## Start Page

Studio album by Larry Stewart
- Released: May 18, 1999
- Genre: Country, adult contemporary
- Length: 49:13
- Label: Windham Hill
- Producer: Michael Omartian

Larry Stewart chronology
| Why Can't You (1996) | Learning to Breathe (1999) |  |

= Learning to Breathe (Larry Stewart album) =

Learning to Breathe is the fourth album by the American country music singer Larry Stewart. The final solo album of his career, it was released in 1999 on Windham Hill Records. "Still in Love", the only single, failed to chart. "Summer in the City" is a cover of a single originally recorded by The Lovin' Spoonful. After the album's release, Stewart rejoined Restless Heart in 2003, and has been a member since.

Stephen Thomas Erlewine rated the album three stars out of five in Allmusic, saying that he considered it to have a more adult contemporary radio-format sound than a country sound, but referring to Stewart's voice as "smooth [and] robust."

## End Page
## Start Stored data

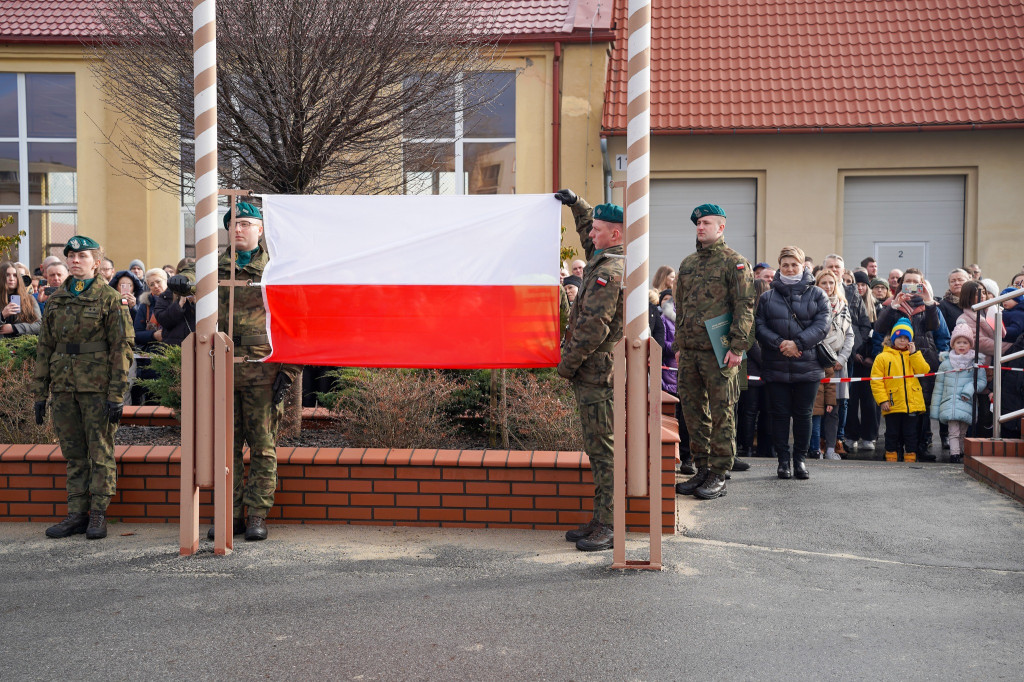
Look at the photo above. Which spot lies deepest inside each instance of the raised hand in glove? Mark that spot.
(566, 197)
(281, 385)
(179, 285)
(114, 411)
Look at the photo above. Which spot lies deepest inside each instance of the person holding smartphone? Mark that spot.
(19, 311)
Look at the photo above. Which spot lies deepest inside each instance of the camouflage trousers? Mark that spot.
(87, 443)
(256, 423)
(708, 394)
(595, 405)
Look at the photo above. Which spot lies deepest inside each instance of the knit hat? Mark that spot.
(902, 327)
(962, 331)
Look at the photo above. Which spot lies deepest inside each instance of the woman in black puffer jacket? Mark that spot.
(788, 361)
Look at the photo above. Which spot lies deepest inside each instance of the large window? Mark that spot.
(38, 163)
(471, 153)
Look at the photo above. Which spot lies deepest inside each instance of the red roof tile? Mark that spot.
(719, 66)
(72, 20)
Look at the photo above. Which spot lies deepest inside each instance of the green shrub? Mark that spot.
(166, 388)
(394, 408)
(17, 420)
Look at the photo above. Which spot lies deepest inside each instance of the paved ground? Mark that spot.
(866, 571)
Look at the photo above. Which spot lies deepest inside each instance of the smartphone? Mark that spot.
(913, 290)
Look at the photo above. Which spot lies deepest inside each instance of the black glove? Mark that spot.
(566, 197)
(281, 385)
(179, 285)
(114, 411)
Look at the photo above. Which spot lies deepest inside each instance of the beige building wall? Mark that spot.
(800, 181)
(121, 213)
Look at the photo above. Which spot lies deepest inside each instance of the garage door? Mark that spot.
(906, 221)
(672, 236)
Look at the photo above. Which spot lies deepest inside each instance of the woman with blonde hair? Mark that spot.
(840, 339)
(18, 309)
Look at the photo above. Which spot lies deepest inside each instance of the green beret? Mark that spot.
(243, 210)
(608, 212)
(707, 209)
(80, 243)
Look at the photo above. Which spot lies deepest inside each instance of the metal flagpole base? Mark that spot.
(655, 487)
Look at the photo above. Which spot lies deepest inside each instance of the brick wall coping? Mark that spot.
(336, 456)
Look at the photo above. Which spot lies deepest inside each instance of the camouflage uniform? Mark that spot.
(83, 355)
(257, 419)
(595, 325)
(712, 282)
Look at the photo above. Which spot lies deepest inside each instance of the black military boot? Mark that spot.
(238, 527)
(73, 525)
(686, 464)
(257, 528)
(97, 525)
(602, 539)
(800, 468)
(714, 486)
(577, 535)
(687, 486)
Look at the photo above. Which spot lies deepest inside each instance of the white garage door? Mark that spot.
(905, 221)
(672, 236)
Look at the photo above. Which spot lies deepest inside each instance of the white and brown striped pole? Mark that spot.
(205, 93)
(637, 206)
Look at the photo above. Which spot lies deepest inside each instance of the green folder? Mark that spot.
(718, 330)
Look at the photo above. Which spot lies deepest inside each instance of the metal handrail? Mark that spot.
(997, 418)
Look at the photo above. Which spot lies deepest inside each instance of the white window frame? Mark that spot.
(461, 187)
(24, 208)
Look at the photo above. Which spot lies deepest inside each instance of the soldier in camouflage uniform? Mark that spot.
(712, 282)
(82, 358)
(259, 387)
(595, 325)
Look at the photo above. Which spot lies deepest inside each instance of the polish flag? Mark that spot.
(418, 282)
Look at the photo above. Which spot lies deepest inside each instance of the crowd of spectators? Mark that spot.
(875, 327)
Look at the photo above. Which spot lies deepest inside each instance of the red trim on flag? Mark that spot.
(438, 326)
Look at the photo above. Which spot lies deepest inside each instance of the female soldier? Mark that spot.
(83, 356)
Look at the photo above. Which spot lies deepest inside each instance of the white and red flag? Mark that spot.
(425, 282)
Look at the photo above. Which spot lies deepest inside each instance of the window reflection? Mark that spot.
(52, 177)
(50, 104)
(9, 187)
(8, 104)
(489, 168)
(491, 104)
(430, 169)
(49, 231)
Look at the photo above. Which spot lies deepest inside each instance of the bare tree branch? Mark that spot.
(312, 95)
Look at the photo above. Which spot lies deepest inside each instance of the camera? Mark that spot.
(913, 290)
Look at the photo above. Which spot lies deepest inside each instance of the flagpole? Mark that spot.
(637, 246)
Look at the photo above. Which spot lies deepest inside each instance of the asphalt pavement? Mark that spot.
(868, 570)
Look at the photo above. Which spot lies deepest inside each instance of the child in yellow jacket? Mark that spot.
(902, 399)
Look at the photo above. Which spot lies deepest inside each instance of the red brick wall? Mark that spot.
(468, 488)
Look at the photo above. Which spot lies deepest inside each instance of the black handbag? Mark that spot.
(825, 355)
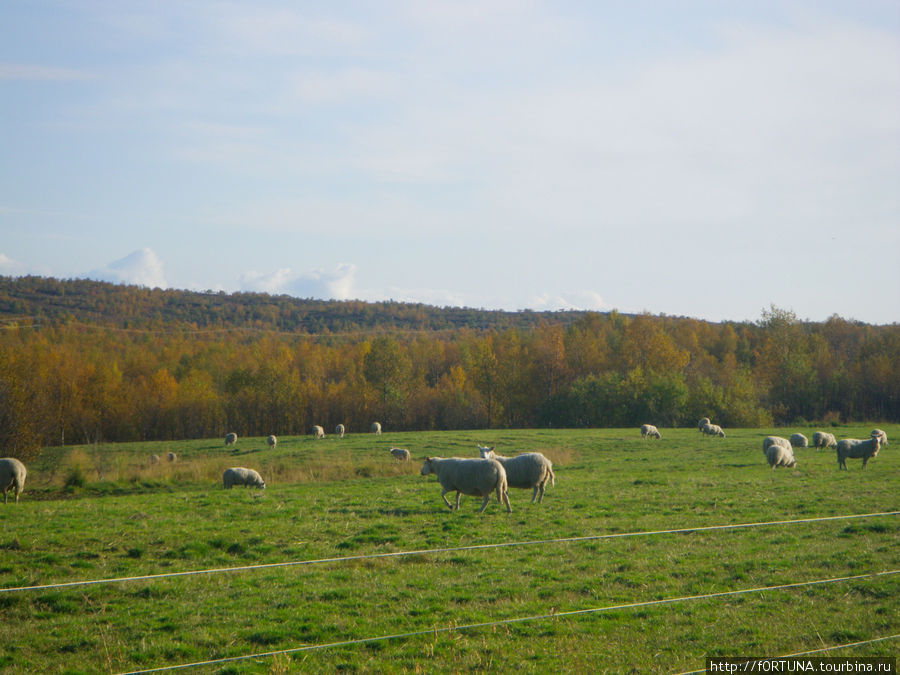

## End Stored data

__Your goal__: Continue the Larry Stewart album article from where it stops.

__Response to this exercise__:
==Track listing==
1. "Take This Heart" (Larry Stewart, John Bettis, R.C. Bannon) – 4:55
2. "Anything Else but You" (Stewart, Michael Omartian, Bruce Sudano) – 3:45
3. "Learning to Breathe Again" (Omartian, Sudano) – 3:46
4. "In My Dreams Tonight" (Stewart, Jill Colucci, Stewart Harris) – 4:08
5. "Prodigal Daughter" (Stewart, Omartian) – 4:45
6. "Still in Love" (Stewart, Tommy Lee James) – 3:57
7. "Fantasy" (Stewart, Bannon) – 6:34
8. "Gotta Tell Somebody" (Stewart, Phillip Moore) – 4:29
9. "Compared to Goodbye" (Stewart, Moore) – 4:01
  - duet with Tabitha Fair
10. "Takin' My Time" (Stewart, Moore) – 5:07
11. "A Reason to Believe" (Stewart, Robert Ellis Orrall, Robert Hart) – 3:47
12. "Summer in the City" (Mark Sebastian, Steve Boone) – 4:13
  - intro: "In the Hall of the Mountain King" by Edvard Grieg

==Personnel==
As listed in liner notes.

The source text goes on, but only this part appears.